Graph Processing With Spark

1 / 2

GraphX Quick Walkthrough

Welcome to a session on GraphX package of Apache Spark.

Before understand graphx, let us first understand what is a graph? A graph is data structure having vertices and edges. The vertices are connected via edge. We can represent complex relationships using graph. Here in the example, the vertices represent the people. Each vertex has the id and properties. Rxin is a student, jgonzal is a postdoctoral candidate and so on.

The edges represent the relationship between these people. For example, student marked with 3 id is collaboarator of 7 post doctoral candidate. Similarly, 5 franklin is the advisor of 3 student.

So, the graph is defined by two tables vertex table and edge table.

Most of the computational problems do have graph in one way or another. Many real life problems are solved using the graph data structures. Here are few examples of graph problems at large scale.

First one is finding common friends in a social graph such as facebook. The second example could be to find the page rank.

Most of the computational problems do have graph in one way or another. Many real life problems are solved using the graph data structures. Here are few examples of graph problems at large scale.

First one is finding common friends in a social graph such as facebook.

Second example is pagerank. Pagerank is the algorithm which made google the most successful search engine. A search engine basically keeps downloading various pages from the internet. After downloading it creates indexes and tries to understand the pages. Index is like a list of keywords with details about where those were found.

When we search for some keywords, the search engine returns the results from its index. These results are ordered by relevence. Google computed the relevance based on how many pages are linking to a page. The more number of pages would link to your website, the higher would be the rank of your website. Also, the more important pages link to your website, the rank of your page will be further higher.

This kind of computation required keeping the relationships between the various pages as a graph. And the graph is generally repsented as a table of vertices and edge. In case of webpages, the vertices would repsent the pages and the edges would repsent the hyperlink. Since there are billions of webpages, google needed a map-reduce kind of infrastructure to do the pagerank computation.

The GraphX package of Spark unifies the ETL - extract transform and load functionality of data into the graph structure. GraphX also provides exploratory analysis. GraphX is faster than Giraph and slightly slower than graphlab.

GraphX makes it possible to view the same data as graph as well as the collections. It can convert the RDD into graph and vice-versa. GraphX can Transform and join graphs with RDDs efficiently. GraphX at its core basically Extends the Spark RDD by introducing a new Graph abstraction.

(DATA)

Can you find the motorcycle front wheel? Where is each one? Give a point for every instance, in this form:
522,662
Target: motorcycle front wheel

(SET TASK A)
In the GraphX walkthrough, which two tables define a graph?
(SET TASK B)
Carry the GraphX walkthrough forward from its final sentence.

(TASK RESPONSE A)
A vertex table and an edge table.

(TASK RESPONSE B)
The graphX provide a very rich library of algorithms that involve graph computations.

GraphX provides pagerank algorithms. Pagerank means if important pages are linking to your website, you will be more important. This algorithm can be applied in situations other than websites too. For example, we can use pagerank algorithm to find the rank of various twitter handles.

The connected components algorithms provided by GraphX can be used to identify the clusters amongst your facebook friends.

The another important algorithm on Graphs is Triangle Counting. With this algorithms you can count the total triangles passing through each vertex. The counts of triangles is also a measure of clustering.

The other algorithms such as Label Propagation, SVD++ and strongly connect components are also provided by graphx.

It provides the fundamental operators on graph such as subgraph, joinVertices, aggregateMessages and many more. Take a look at the API and programming guide for more details.

With these operators, we can create our own algorithms.

Let us try to use pagerank of spark graphx. Say we have the following graph of people. Just beiber is following barack obama and barack obama and lady gaga are following each other. Similarly there john resig, martin, matel following one another.

Here, out of Barack Obama, Justin Beiber and lady gaga who is least important? It would be justin beiber because he is not followed up anyone. While out of barack obama and lady gaga, barack obama is more important because he is being folowing by two persons. This is what pagerank algorithm is.

As more and more people are added to this graph, the computation of ranks will become complex. It would need a decent amount of computation to find out the ranks of each node.

Let us try to understand how to compute the pagerank using graphx. First take a look at the data. The data is located in /data/spark/graphx.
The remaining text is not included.